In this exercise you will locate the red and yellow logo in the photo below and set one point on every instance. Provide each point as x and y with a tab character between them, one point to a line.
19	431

...

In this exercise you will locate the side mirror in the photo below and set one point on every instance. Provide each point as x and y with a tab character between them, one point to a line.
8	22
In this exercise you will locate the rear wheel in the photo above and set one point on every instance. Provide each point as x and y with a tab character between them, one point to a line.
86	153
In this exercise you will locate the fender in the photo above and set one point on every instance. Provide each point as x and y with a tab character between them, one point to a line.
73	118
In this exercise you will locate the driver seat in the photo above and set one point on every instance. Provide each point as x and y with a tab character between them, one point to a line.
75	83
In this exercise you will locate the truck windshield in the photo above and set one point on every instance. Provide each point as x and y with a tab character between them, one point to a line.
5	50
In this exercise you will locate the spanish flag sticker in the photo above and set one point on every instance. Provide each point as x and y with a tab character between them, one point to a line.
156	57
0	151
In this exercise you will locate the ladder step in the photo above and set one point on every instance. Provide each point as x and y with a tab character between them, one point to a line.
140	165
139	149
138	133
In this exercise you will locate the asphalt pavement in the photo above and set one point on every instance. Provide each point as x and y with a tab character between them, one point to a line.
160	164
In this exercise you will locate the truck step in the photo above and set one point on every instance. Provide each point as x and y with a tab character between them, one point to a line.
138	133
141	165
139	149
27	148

---

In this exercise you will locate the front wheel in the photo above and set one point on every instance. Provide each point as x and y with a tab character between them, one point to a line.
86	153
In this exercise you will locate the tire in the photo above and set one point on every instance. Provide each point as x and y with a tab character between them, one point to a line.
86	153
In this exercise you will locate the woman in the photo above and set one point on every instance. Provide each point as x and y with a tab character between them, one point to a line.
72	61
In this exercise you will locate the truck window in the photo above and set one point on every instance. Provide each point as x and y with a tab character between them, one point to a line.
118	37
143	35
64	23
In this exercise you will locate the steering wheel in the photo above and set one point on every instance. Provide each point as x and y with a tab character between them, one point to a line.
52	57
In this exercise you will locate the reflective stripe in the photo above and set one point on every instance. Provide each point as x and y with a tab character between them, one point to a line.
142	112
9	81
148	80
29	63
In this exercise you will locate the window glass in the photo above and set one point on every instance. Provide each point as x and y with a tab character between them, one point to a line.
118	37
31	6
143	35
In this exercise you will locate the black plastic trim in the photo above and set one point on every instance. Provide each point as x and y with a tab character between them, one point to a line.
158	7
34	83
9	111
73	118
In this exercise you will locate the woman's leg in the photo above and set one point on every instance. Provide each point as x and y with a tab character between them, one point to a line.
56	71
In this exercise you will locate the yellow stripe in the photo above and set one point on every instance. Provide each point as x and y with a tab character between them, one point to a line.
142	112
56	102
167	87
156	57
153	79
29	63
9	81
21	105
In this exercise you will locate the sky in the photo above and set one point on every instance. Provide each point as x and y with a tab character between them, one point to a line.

### Work instructions
Look in the material above for the line with "In this exercise you will locate the black" and the line with "In this exercise you will locate the sky", and transcribe exactly those lines and all lines between them, nothing more.

### Answer space
In this exercise you will locate the black plastic trim in the photo above and set one point on every instance. Provide each point as x and y with a tab character between them, one point to a line.
158	7
34	83
9	111
73	118
In this exercise you will locate the woman's leg in the photo above and set one point on every instance. Provide each point as x and y with a tab character between them, one point to a line.
56	71
In this exercise you will locate the yellow stripe in the photo above and set one point on every instance. Provide each point as x and y with a tab character between them, one point to a line.
142	112
56	102
167	87
156	57
153	79
29	63
9	81
21	105
In this exercise you will locate the sky in the photo above and set one point on every instance. Provide each point as x and y with a tab character between them, one point to a line.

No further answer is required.